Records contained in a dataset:

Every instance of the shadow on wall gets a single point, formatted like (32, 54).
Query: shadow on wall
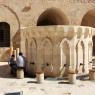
(5, 56)
(4, 71)
(16, 40)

[TASK BRIEF]:
Go through the entries above and output them exactly, without pictures.

[CORRECT RESULT]:
Every instance of the shadow on wall gets a single point, formatted like (32, 54).
Query: shadow on wall
(5, 56)
(4, 71)
(16, 40)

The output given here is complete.